= 1962 Western Australian Legislative Council election =

State election in Australia

Elections were held in the Australian state of Western Australia on 12 May 1962 to elect 10 of the 30 members of the state's Legislative Council. This was the last time the Legislative Council elections were held separately to those of the Legislative Assembly.

==Results==

===Legislative Council===

Western Australian state election, 12 May 1962 Legislative Council
| Enrolled voters |  | 110,448 |  |  |  |  |
| Votes cast |  | 46,014 |  | Turnout | 41.7 | –2.8 |
| Informal votes |  | 193 |  | Informal | 0.4 | –0.4 |
Summary of votes by party
| Party |  | Primary votes | % | Swing | Seats won | Seats held |
|  | Liberal and Country | 26,769 | 58.4 | +18.6 | 3 | 10 |
|  | Labor | 18,988 | 41.4 | –0.7 | 4 | 13 |
|  | Country | * | * | * | 3 | 7 |
|  | Independent Liberal | 64 | 0.1 | +0.1 | 0 | 0 |
| Total |  | 45,821 |  |  | 10 | 30 |

==Retiring Members==

No MLCs retired at this election.
====
_TASK PROMPT_
Can you reproduce the part of the page on the 1962 Western Australian Legislative Council election that begins at the words "Elections were held in" and stops after "the Legislative Assembly."?

_Image point grounding data_
====
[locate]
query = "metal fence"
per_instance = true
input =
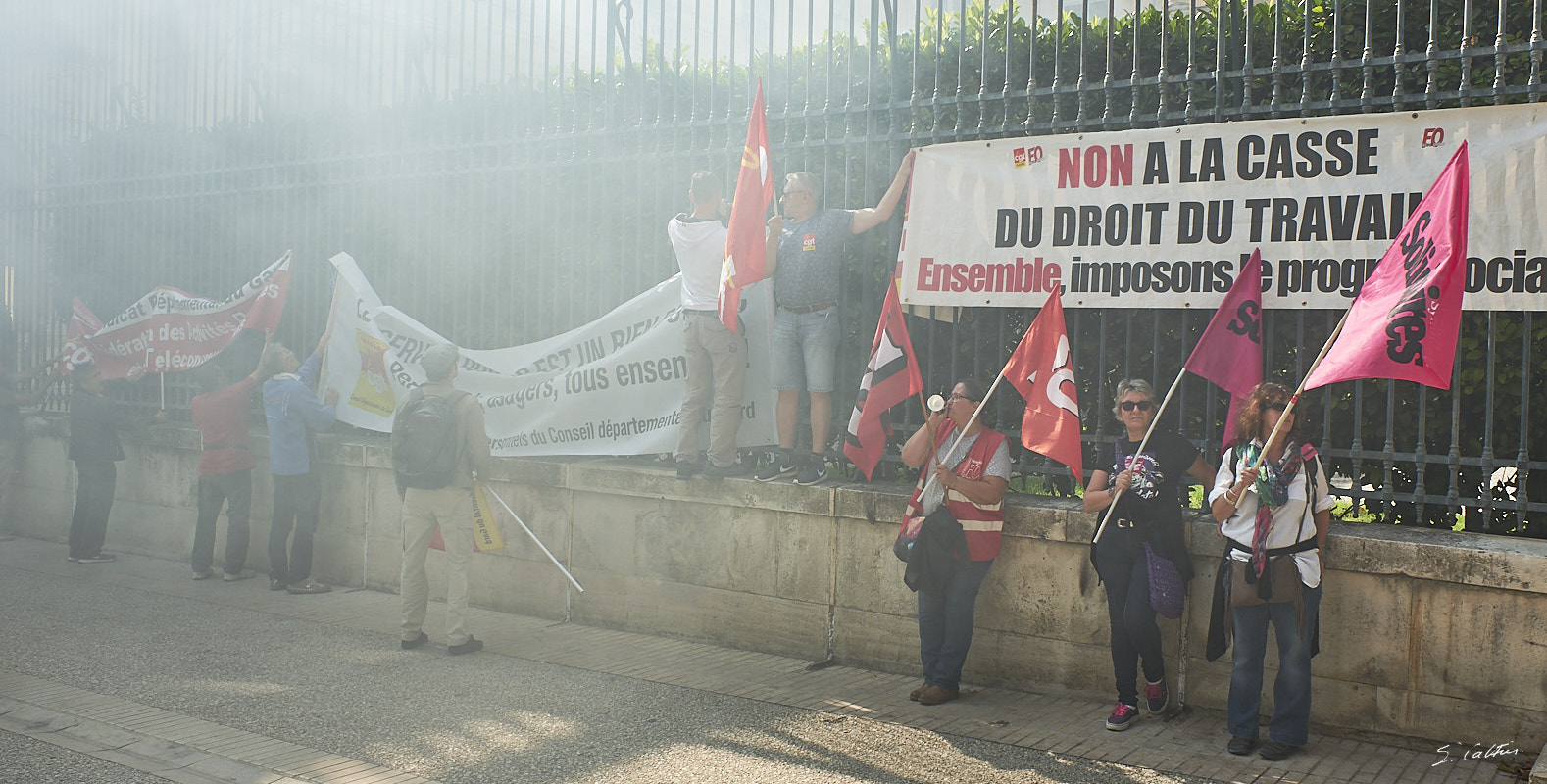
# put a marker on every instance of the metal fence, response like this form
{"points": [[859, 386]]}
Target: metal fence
{"points": [[503, 171]]}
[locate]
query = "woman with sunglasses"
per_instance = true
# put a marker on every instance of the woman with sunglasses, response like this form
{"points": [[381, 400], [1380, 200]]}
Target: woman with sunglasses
{"points": [[1148, 518], [1275, 521], [971, 481]]}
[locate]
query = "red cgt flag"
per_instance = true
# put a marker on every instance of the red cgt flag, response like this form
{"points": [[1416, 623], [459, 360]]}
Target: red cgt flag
{"points": [[891, 376], [746, 243], [1043, 373], [1405, 318], [1230, 350]]}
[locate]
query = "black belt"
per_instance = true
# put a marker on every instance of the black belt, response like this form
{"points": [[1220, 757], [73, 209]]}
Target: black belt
{"points": [[811, 308], [1273, 553]]}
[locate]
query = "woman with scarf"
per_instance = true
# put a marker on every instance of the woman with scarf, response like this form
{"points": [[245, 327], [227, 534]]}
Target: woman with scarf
{"points": [[1275, 519], [969, 481], [1147, 519]]}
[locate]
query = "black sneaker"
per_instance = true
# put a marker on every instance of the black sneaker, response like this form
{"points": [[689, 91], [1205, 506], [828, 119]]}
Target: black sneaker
{"points": [[715, 472], [473, 645], [780, 467], [813, 472], [1156, 696]]}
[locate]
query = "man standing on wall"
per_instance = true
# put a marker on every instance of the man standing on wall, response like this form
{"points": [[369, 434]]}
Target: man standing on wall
{"points": [[225, 465], [803, 259], [294, 414], [717, 358], [438, 449], [95, 420]]}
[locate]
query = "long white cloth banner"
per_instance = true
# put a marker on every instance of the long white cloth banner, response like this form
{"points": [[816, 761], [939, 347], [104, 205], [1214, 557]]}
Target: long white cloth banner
{"points": [[610, 387], [1167, 217]]}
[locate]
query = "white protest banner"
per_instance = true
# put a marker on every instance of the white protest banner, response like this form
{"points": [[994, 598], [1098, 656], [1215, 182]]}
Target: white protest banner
{"points": [[169, 331], [610, 387], [1167, 217]]}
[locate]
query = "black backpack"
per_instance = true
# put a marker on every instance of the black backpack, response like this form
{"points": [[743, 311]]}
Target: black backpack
{"points": [[427, 446]]}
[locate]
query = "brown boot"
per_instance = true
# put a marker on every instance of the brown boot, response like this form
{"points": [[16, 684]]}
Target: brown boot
{"points": [[936, 695]]}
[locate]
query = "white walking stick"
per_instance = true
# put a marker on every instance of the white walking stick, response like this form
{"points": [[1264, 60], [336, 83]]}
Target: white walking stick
{"points": [[534, 538]]}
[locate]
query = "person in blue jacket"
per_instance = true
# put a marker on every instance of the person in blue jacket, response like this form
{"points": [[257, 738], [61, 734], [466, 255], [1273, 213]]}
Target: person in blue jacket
{"points": [[294, 415]]}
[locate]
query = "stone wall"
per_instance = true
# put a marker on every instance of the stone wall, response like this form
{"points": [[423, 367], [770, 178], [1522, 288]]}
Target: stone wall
{"points": [[1426, 634]]}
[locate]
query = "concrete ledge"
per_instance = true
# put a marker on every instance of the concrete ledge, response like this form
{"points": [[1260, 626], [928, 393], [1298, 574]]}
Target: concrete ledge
{"points": [[1425, 633]]}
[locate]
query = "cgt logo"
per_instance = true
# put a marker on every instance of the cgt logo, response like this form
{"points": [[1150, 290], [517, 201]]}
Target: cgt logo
{"points": [[1026, 155]]}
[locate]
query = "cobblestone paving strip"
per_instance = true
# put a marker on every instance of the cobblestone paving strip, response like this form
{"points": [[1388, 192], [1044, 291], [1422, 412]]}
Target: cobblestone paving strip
{"points": [[166, 744]]}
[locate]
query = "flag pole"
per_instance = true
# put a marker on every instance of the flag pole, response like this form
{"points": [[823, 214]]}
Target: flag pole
{"points": [[995, 385], [534, 538], [1142, 444], [1295, 398]]}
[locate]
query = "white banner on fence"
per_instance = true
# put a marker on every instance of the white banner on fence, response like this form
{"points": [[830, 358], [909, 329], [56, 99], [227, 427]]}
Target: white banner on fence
{"points": [[612, 387], [1167, 217]]}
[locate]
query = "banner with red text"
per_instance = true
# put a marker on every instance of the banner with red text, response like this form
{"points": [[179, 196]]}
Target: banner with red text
{"points": [[169, 331], [1167, 217], [608, 387]]}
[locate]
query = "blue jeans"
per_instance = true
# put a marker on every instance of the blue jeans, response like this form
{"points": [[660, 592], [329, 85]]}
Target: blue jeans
{"points": [[805, 350], [945, 625], [1136, 636], [1290, 722]]}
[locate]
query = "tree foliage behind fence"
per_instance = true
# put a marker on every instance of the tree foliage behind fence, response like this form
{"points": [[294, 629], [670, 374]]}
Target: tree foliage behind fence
{"points": [[502, 187]]}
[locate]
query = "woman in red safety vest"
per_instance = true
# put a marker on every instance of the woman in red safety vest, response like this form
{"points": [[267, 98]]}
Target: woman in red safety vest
{"points": [[969, 479]]}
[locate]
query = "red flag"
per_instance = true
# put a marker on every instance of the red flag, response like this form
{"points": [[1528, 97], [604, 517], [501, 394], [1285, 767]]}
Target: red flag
{"points": [[82, 325], [1230, 350], [891, 376], [1043, 373], [746, 243], [168, 329], [1405, 318]]}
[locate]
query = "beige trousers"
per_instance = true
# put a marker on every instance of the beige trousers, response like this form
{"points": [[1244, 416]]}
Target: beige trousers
{"points": [[717, 368], [450, 509]]}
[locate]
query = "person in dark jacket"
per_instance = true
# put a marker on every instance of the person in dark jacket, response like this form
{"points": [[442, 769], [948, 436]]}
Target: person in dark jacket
{"points": [[969, 481], [95, 420], [1148, 518]]}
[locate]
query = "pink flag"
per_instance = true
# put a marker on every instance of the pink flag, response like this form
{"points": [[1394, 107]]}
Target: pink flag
{"points": [[1405, 320], [1230, 351]]}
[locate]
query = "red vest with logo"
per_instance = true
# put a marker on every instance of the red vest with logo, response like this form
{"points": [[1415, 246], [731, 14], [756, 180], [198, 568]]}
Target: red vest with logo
{"points": [[981, 523]]}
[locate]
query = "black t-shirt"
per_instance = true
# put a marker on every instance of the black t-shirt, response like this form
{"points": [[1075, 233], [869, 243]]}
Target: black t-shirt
{"points": [[1159, 475]]}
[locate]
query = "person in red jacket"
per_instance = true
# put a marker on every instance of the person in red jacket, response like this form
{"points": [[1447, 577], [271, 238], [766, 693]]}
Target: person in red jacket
{"points": [[225, 466], [971, 481]]}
====
_EXERCISE SOLUTION_
Elections were held in the Australian state of Western Australia on 12 May 1962 to elect 10 of the 30 members of the state's Legislative Council. This was the last time the Legislative Council elections were held separately to those of the Legislative Assembly.